## [PROBLEM]
A copy is needed of each line in the records that has the word "barrier".

(Beginning of RECORD EXCERPTS)

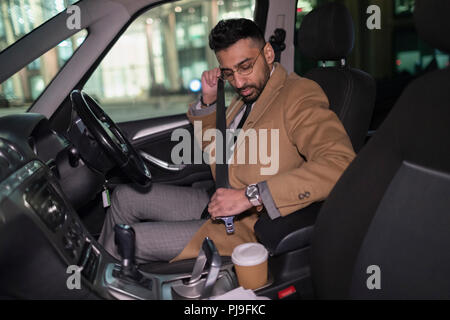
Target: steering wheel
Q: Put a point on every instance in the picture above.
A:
(111, 138)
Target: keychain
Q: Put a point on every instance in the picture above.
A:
(105, 197)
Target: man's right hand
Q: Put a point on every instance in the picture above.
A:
(209, 85)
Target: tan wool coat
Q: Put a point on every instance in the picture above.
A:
(308, 130)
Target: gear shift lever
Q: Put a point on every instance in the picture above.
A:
(124, 238)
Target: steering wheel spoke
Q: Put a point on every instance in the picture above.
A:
(115, 144)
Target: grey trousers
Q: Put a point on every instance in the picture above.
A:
(164, 219)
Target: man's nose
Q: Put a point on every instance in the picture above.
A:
(239, 81)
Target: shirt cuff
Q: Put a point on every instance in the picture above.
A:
(267, 200)
(197, 110)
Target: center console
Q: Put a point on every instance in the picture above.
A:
(34, 195)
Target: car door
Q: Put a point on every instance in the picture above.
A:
(147, 80)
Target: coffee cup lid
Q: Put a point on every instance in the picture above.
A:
(249, 254)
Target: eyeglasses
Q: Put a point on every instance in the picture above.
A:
(244, 69)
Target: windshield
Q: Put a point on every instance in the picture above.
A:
(18, 18)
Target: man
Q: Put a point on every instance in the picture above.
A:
(312, 145)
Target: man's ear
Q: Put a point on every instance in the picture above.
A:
(269, 54)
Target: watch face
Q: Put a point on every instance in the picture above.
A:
(252, 191)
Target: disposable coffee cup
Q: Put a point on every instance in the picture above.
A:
(250, 262)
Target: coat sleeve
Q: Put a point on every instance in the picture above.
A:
(321, 139)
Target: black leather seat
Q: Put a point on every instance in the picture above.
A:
(326, 33)
(390, 209)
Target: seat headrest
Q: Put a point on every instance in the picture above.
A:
(327, 33)
(432, 22)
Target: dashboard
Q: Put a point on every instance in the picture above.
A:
(41, 234)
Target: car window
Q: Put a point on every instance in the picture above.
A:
(154, 68)
(19, 17)
(19, 91)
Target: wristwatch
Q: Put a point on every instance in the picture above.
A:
(203, 104)
(252, 194)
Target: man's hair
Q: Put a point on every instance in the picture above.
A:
(228, 32)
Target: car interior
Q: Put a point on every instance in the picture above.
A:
(70, 146)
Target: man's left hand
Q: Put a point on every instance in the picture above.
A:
(228, 202)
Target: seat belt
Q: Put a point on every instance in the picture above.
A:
(221, 166)
(277, 42)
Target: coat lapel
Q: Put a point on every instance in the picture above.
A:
(266, 98)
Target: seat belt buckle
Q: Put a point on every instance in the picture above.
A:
(229, 224)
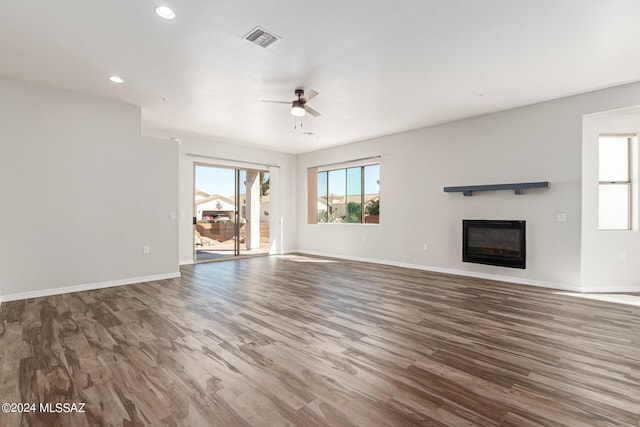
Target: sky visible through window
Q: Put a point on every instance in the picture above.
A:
(337, 181)
(219, 181)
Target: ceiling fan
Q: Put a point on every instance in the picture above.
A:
(299, 106)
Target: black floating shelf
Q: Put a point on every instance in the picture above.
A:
(517, 188)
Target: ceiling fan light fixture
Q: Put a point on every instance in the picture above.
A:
(297, 109)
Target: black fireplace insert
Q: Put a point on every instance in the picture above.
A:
(494, 242)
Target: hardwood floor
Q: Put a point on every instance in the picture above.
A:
(306, 341)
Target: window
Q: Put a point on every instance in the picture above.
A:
(615, 176)
(347, 195)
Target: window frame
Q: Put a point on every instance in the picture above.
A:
(346, 166)
(630, 137)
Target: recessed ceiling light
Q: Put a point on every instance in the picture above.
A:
(165, 12)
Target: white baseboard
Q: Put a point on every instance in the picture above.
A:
(455, 272)
(86, 287)
(633, 289)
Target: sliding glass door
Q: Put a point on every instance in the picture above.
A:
(231, 212)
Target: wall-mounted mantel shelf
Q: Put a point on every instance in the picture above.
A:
(517, 188)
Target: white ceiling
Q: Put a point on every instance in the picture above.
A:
(380, 66)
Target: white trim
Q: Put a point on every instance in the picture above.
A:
(455, 272)
(87, 287)
(611, 289)
(366, 161)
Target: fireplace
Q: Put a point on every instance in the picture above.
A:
(494, 242)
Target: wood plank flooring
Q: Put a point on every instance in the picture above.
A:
(306, 341)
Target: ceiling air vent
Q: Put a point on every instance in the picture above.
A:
(261, 37)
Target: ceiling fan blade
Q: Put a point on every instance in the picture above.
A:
(311, 111)
(308, 96)
(275, 102)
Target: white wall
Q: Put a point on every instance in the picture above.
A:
(225, 153)
(81, 193)
(541, 142)
(609, 258)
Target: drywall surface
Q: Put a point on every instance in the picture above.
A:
(82, 193)
(541, 142)
(609, 258)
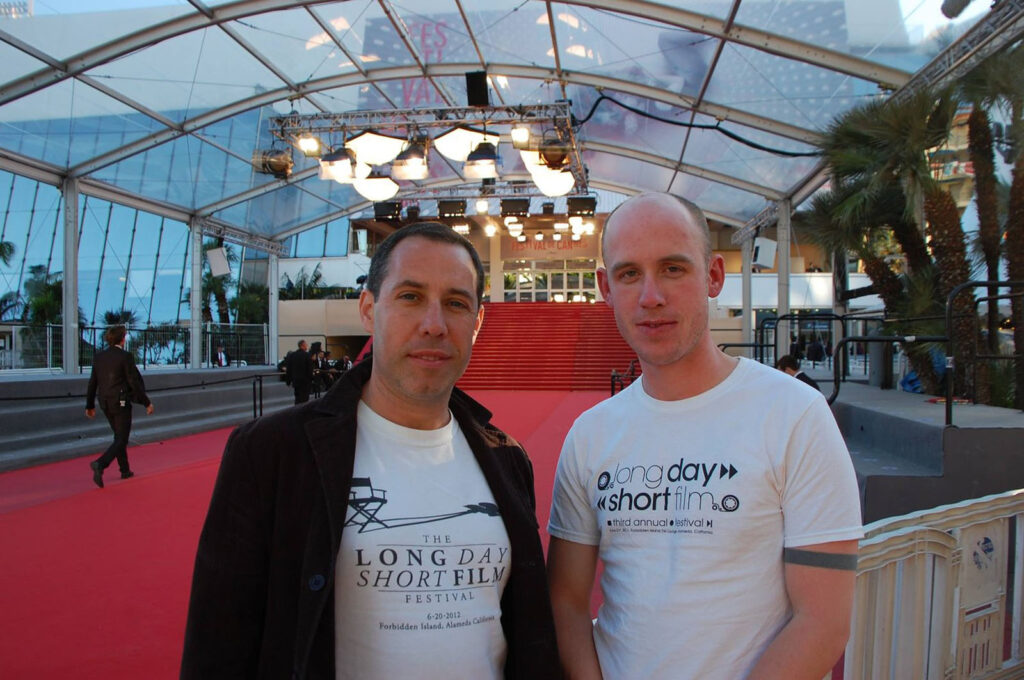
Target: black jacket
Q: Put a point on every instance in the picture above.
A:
(300, 368)
(114, 371)
(262, 599)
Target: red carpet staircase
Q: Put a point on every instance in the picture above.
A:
(547, 345)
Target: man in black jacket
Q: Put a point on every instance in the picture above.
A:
(116, 378)
(300, 372)
(386, 529)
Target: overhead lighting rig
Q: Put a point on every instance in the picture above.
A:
(373, 149)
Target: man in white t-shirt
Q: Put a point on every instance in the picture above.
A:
(717, 493)
(386, 529)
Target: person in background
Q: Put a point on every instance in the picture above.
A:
(220, 357)
(300, 372)
(115, 382)
(717, 493)
(791, 366)
(387, 529)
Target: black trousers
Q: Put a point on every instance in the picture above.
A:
(120, 419)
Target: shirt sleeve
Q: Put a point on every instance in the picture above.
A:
(820, 499)
(572, 516)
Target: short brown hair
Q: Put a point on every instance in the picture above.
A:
(115, 335)
(699, 219)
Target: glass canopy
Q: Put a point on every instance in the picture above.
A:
(718, 100)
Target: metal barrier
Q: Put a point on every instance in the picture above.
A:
(950, 354)
(872, 338)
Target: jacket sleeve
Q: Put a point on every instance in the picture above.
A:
(134, 380)
(90, 395)
(223, 630)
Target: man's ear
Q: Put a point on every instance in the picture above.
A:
(716, 275)
(367, 310)
(602, 284)
(479, 322)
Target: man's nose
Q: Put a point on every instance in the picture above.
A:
(432, 322)
(650, 293)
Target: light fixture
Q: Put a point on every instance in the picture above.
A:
(515, 207)
(482, 162)
(554, 153)
(341, 166)
(387, 210)
(374, 149)
(581, 205)
(412, 163)
(520, 136)
(276, 162)
(376, 186)
(458, 142)
(309, 145)
(554, 183)
(452, 208)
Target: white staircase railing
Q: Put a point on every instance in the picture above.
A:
(938, 594)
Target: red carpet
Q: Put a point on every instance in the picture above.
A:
(94, 584)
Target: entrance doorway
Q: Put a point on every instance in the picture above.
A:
(561, 281)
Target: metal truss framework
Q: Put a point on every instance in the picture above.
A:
(1003, 25)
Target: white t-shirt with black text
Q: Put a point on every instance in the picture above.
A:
(424, 559)
(691, 503)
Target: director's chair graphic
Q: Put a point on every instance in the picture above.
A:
(367, 502)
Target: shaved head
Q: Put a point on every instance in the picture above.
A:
(692, 213)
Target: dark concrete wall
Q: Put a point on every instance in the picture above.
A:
(976, 462)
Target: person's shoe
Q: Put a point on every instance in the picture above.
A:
(97, 473)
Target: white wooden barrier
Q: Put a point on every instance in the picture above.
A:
(938, 594)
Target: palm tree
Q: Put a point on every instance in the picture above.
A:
(867, 234)
(120, 316)
(881, 141)
(987, 87)
(307, 286)
(251, 303)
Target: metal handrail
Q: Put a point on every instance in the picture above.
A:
(950, 353)
(873, 338)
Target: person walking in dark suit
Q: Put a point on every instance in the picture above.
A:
(791, 366)
(117, 382)
(220, 357)
(300, 372)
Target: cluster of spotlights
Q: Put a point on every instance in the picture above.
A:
(372, 162)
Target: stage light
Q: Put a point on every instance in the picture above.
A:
(412, 163)
(452, 208)
(376, 186)
(374, 149)
(276, 162)
(482, 162)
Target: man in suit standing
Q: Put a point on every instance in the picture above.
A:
(791, 366)
(116, 378)
(220, 357)
(300, 372)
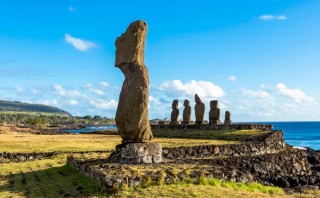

(End of RECORD EXCERPTS)

## [WRITTEN REPLY]
Target: metal barrier
Target: white wooden barrier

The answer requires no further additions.